### [TASK OBJECTIVE]
Report the count, and only the count, of lines in the records that include the word "window".

** TASK MATERIAL follows **

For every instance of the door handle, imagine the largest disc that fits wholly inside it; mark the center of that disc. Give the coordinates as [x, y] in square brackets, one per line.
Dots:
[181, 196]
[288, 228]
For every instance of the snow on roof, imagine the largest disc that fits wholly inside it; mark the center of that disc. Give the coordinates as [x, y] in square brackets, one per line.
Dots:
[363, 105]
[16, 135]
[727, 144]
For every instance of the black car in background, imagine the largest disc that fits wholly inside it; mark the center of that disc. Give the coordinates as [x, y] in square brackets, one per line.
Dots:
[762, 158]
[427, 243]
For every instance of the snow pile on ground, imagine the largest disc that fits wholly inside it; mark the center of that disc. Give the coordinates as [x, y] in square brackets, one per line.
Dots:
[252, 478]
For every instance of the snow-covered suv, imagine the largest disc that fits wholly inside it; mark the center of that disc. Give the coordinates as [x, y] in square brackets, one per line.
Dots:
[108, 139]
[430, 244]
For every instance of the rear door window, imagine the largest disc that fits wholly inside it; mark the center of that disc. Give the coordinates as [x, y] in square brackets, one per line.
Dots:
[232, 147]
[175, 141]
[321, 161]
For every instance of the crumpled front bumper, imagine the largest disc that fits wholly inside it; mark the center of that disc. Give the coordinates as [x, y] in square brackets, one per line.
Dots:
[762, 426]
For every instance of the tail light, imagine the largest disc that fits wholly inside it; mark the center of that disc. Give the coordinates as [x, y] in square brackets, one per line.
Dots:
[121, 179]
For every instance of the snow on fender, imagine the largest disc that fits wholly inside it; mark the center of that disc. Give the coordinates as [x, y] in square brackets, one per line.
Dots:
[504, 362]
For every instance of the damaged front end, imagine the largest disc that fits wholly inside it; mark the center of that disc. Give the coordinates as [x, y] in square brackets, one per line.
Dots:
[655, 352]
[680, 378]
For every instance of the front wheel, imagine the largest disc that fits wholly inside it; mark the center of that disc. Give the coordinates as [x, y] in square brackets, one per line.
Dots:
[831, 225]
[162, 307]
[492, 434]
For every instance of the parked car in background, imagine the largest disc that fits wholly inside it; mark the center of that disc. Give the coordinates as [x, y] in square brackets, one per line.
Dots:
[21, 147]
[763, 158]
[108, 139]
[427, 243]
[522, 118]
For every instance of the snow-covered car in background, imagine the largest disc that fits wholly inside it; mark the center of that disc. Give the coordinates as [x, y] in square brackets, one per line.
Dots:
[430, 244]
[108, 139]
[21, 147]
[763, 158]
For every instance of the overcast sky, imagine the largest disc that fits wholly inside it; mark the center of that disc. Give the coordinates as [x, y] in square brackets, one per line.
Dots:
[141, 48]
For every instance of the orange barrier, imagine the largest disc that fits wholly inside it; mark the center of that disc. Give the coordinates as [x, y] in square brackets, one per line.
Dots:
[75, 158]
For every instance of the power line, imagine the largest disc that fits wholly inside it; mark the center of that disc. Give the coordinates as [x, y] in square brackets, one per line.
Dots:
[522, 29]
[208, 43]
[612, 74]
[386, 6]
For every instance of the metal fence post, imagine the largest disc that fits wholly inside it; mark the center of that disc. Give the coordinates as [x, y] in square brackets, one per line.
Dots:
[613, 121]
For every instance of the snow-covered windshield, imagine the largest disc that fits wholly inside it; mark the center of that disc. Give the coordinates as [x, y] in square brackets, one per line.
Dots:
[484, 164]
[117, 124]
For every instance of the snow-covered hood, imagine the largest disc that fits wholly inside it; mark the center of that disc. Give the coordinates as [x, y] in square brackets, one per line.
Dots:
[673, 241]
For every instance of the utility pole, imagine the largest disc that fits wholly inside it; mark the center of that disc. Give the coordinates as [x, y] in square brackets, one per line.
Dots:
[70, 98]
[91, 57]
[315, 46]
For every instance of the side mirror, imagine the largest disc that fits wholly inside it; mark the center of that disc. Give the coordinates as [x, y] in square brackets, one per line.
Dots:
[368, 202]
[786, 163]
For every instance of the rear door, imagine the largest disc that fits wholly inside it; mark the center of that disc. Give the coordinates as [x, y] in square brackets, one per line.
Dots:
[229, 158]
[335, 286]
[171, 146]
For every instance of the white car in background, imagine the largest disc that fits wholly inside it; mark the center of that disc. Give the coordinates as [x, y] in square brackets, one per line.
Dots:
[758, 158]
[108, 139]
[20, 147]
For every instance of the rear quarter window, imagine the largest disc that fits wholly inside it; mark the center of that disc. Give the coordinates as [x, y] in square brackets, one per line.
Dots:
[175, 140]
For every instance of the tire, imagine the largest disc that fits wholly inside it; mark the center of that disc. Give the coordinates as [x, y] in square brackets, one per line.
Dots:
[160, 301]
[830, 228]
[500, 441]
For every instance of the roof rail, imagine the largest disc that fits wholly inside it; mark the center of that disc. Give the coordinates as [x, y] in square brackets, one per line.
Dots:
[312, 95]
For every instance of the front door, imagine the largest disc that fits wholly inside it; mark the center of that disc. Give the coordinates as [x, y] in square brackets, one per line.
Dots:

** End of TASK MATERIAL **

### [SOLVED EXERCISE]
2